Exercise A: In the essay on the Badlands, what did many Native American cultures value more than land?

Text excerpt:

⟨

The Horse Star (For Crazy Horse)

The Horse Star (For Crazy Horse)

All through the Badlands there are reminders of who used to own this land.  There are  hay-colored grasses and scrub trees standing silently like penitent monks or atavistic sentries that bore witness.  Then and now, window rocks from the “Devil’s Tower” where the  Sioux kept watch  for cavalry and road agents and bounty hunters, who collected a tarriff for every Sioux they killed.  The natural history and landscape of the Badlands still bear the impression of the bloody and brutal history  that unfolded there.

We sometimes think of the Badlands as only Montana and the Dakotas.  It actually spanned many states and the Great Plains almost as a whole.  Horses were not introduced to the Americas until the Spanish brought them in 1640 or so and the Sioux were among the first tribes to become expert horsemen.  Horses were of more value than land in many Native American cultures.

⟩

Entries provided:
⟨

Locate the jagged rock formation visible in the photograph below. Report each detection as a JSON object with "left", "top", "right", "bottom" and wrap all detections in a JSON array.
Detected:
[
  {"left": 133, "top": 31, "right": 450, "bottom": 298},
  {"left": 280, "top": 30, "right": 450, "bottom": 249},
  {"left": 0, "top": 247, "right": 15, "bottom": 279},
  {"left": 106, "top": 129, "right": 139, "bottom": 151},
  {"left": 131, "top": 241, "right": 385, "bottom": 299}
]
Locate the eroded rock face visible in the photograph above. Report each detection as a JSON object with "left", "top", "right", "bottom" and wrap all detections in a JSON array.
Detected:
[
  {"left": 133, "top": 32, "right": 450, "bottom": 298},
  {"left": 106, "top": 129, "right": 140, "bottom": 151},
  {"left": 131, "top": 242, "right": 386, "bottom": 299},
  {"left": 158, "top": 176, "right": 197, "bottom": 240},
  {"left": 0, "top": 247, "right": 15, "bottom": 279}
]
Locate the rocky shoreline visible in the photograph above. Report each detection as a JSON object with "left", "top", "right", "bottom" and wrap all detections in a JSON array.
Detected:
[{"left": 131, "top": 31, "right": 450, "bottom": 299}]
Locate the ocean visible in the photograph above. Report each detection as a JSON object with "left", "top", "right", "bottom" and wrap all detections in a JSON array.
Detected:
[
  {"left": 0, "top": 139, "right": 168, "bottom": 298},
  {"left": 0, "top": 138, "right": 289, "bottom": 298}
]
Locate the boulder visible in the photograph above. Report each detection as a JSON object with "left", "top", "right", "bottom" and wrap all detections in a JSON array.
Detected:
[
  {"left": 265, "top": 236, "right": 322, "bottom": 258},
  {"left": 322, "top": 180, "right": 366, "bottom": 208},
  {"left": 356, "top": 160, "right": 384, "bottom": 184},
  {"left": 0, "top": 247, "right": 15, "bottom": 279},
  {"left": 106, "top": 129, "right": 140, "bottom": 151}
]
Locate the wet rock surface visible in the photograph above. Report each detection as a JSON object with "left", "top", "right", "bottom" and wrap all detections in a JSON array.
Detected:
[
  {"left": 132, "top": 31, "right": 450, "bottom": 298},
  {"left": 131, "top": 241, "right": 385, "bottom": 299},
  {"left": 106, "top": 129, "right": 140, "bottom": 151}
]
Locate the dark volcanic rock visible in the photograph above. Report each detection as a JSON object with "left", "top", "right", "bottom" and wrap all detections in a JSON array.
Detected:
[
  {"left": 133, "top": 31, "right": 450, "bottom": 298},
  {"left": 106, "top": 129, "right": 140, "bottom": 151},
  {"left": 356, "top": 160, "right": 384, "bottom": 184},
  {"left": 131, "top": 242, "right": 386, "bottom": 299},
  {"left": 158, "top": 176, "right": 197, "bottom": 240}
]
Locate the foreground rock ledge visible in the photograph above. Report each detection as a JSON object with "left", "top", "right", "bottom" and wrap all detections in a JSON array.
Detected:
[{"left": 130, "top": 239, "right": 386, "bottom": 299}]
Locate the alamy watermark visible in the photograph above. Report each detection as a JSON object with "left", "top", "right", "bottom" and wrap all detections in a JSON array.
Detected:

⟩

Exercise B: Lay out as a numbered list the lines of the records from the line containing "Locate the foreground" through the end of the records, leaving out any blank lines.

Task result A: Horses.

Task result B:
1. Locate the foreground rock ledge visible in the photograph above. Report each detection as a JSON object with "left", "top", "right", "bottom" and wrap all detections in a JSON array.
2. Detected:
3. [{"left": 130, "top": 239, "right": 386, "bottom": 299}]
4. Locate the alamy watermark visible in the photograph above. Report each detection as a JSON object with "left", "top", "right", "bottom" and wrap all detections in a JSON array.
5. Detected:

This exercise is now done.